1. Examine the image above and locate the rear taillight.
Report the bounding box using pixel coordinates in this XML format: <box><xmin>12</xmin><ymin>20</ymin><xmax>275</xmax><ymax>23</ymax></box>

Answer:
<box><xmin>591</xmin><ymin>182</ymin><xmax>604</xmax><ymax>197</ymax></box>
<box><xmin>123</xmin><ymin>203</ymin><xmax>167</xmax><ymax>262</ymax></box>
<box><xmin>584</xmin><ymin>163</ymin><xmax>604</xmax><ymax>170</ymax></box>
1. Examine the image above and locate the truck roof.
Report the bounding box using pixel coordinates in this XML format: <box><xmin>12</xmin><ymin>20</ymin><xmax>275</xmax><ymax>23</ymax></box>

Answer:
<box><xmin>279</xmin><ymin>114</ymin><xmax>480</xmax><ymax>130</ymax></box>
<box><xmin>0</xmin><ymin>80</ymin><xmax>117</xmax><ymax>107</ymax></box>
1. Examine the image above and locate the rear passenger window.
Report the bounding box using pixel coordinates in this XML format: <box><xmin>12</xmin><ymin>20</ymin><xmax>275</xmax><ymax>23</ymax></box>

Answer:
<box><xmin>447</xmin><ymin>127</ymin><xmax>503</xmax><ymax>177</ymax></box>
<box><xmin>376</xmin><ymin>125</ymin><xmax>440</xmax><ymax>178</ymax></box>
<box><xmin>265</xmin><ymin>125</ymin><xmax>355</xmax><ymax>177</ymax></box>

======

→ **What is being asked**
Retype the entries above line for line, with no changes.

→ **The output**
1. Examine the image above and locate the rear taillight.
Report the bounding box using pixel coordinates in this XML format: <box><xmin>12</xmin><ymin>20</ymin><xmax>275</xmax><ymax>23</ymax></box>

Answer:
<box><xmin>591</xmin><ymin>182</ymin><xmax>604</xmax><ymax>197</ymax></box>
<box><xmin>123</xmin><ymin>203</ymin><xmax>167</xmax><ymax>262</ymax></box>
<box><xmin>584</xmin><ymin>163</ymin><xmax>604</xmax><ymax>170</ymax></box>
1. Examine the image above and locate the truck roof.
Report the bounding box using pixel coordinates in this XML format: <box><xmin>12</xmin><ymin>20</ymin><xmax>275</xmax><ymax>23</ymax></box>

Answer:
<box><xmin>279</xmin><ymin>114</ymin><xmax>480</xmax><ymax>130</ymax></box>
<box><xmin>0</xmin><ymin>80</ymin><xmax>117</xmax><ymax>107</ymax></box>
1. Examine the image above and locate the rear passenger window.
Report the bounding box using pixel coordinates in this XML format: <box><xmin>12</xmin><ymin>20</ymin><xmax>275</xmax><ymax>23</ymax></box>

Answer:
<box><xmin>447</xmin><ymin>127</ymin><xmax>503</xmax><ymax>177</ymax></box>
<box><xmin>376</xmin><ymin>125</ymin><xmax>440</xmax><ymax>178</ymax></box>
<box><xmin>265</xmin><ymin>125</ymin><xmax>355</xmax><ymax>177</ymax></box>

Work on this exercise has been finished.